[TASK TO CARRY OUT]: Copy every line of the records below from the line containing "taillight of parked" down through the end of the records, keeping each line unchanged.

Records excerpted from a collection
>> START
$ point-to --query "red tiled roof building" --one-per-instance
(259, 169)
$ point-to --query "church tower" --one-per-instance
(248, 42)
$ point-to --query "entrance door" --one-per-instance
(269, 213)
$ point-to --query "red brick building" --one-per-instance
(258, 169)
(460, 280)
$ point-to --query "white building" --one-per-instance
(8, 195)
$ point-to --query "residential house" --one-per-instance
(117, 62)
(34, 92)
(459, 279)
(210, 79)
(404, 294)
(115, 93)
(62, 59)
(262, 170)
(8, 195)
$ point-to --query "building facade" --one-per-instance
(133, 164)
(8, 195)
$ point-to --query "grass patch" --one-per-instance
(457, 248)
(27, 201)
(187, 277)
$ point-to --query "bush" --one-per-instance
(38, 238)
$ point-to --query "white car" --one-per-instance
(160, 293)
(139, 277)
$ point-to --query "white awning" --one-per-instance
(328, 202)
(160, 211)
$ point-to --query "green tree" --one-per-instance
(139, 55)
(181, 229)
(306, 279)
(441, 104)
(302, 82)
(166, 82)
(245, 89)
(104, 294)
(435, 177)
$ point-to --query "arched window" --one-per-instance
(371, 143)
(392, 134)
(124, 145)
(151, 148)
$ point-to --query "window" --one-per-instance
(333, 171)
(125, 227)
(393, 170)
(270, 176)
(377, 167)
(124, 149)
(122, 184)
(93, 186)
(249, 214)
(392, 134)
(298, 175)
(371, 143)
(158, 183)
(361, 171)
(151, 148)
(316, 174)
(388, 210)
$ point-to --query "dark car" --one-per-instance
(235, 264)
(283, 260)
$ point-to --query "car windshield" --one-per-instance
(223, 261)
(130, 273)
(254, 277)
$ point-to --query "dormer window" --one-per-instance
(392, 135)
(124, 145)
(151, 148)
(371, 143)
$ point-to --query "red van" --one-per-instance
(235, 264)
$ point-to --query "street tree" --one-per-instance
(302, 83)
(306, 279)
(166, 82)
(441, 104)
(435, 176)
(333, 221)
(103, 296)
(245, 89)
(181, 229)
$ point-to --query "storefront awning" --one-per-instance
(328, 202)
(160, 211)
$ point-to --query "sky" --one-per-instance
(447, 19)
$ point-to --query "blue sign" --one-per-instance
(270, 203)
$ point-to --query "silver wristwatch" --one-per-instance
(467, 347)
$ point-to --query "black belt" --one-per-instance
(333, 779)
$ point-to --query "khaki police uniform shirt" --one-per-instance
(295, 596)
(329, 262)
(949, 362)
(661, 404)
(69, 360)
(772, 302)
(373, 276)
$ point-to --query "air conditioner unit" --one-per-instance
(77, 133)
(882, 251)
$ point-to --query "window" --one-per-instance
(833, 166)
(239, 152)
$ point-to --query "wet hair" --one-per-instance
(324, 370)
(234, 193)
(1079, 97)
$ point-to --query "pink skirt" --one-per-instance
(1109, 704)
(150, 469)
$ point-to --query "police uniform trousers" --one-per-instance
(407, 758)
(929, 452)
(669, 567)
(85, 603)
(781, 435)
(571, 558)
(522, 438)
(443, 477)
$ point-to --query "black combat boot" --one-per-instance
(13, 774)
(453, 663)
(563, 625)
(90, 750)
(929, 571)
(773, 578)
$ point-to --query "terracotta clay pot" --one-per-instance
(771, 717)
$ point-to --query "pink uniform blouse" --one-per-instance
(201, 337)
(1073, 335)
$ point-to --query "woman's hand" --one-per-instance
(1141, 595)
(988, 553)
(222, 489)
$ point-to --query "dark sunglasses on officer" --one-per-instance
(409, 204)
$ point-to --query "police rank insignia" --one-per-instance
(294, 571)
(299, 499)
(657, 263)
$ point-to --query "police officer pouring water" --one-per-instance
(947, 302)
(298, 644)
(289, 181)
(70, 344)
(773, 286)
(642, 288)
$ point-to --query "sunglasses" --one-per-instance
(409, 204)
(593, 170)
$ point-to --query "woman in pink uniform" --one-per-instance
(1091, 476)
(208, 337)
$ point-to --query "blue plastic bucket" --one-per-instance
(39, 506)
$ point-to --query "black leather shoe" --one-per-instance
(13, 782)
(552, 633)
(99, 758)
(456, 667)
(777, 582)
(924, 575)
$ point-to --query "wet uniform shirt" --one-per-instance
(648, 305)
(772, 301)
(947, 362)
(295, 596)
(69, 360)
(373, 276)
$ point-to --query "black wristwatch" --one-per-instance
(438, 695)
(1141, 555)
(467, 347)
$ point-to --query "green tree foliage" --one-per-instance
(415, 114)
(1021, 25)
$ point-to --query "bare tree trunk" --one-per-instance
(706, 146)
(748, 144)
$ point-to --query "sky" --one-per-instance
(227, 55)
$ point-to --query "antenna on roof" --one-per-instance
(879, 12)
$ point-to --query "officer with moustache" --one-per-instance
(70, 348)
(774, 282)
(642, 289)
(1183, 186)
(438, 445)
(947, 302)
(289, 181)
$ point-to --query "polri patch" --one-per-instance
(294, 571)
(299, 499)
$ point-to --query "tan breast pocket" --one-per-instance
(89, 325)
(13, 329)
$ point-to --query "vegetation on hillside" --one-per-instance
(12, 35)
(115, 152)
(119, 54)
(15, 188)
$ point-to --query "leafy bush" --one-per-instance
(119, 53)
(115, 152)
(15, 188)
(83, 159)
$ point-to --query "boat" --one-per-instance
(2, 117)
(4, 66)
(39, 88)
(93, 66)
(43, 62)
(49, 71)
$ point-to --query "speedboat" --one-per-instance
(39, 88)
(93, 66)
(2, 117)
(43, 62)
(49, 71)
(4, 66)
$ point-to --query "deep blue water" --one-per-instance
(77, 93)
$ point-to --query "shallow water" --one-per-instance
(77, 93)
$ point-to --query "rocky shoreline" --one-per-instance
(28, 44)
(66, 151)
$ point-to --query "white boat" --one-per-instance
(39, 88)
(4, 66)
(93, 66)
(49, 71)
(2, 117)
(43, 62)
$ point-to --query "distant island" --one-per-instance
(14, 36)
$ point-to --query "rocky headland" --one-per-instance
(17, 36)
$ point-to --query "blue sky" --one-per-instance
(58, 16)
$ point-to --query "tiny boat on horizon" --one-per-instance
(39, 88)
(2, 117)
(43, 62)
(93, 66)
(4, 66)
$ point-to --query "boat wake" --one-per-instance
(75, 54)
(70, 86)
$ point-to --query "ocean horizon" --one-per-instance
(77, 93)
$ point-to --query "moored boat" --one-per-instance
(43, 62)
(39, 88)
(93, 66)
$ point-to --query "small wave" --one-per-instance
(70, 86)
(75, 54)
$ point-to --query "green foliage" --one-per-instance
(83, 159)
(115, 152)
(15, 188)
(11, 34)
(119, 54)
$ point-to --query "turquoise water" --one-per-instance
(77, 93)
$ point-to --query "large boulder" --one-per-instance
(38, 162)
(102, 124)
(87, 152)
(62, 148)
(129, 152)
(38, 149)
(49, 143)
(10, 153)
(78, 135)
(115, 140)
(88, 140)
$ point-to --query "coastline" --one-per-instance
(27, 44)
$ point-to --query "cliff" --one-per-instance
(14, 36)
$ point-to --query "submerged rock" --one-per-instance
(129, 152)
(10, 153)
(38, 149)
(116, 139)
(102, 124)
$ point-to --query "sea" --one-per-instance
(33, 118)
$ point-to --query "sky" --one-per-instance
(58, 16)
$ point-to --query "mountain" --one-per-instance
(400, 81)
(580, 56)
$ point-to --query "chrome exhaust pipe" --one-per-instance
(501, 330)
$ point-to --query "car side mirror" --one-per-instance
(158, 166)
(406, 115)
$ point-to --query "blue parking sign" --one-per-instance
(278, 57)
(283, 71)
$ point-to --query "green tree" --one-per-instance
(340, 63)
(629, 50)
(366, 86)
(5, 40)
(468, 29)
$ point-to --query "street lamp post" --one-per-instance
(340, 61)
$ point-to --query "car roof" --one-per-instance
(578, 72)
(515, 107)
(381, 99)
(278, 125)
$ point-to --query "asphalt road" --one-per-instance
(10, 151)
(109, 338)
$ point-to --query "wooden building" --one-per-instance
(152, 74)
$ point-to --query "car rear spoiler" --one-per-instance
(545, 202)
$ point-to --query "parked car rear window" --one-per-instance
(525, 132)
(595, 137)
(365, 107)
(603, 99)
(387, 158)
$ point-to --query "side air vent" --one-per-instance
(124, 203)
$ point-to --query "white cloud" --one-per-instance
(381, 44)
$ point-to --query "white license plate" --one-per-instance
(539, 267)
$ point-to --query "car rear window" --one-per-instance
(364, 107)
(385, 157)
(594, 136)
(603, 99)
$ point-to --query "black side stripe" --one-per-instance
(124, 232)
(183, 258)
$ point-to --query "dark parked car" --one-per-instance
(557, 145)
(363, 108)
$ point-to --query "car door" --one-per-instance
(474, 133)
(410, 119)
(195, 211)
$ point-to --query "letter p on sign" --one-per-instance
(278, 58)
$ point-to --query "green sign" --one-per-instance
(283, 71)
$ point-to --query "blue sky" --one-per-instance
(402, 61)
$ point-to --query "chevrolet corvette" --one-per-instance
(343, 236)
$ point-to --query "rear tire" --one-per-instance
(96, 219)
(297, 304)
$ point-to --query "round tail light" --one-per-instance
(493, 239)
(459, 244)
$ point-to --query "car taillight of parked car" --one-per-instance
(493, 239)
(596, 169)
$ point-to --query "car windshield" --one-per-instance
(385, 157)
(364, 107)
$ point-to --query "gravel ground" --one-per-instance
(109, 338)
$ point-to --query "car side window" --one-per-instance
>> END
[REPLY TO THE EXERCISE]:
$ point-to --query "car taillight of parked car" --one-per-instance
(493, 239)
(596, 169)
$ point-to --query "car windshield" --one-per-instance
(385, 157)
(364, 107)
$ point-to --query "gravel ground" --one-per-instance
(109, 338)
$ point-to --query "car side window" --one-per-instance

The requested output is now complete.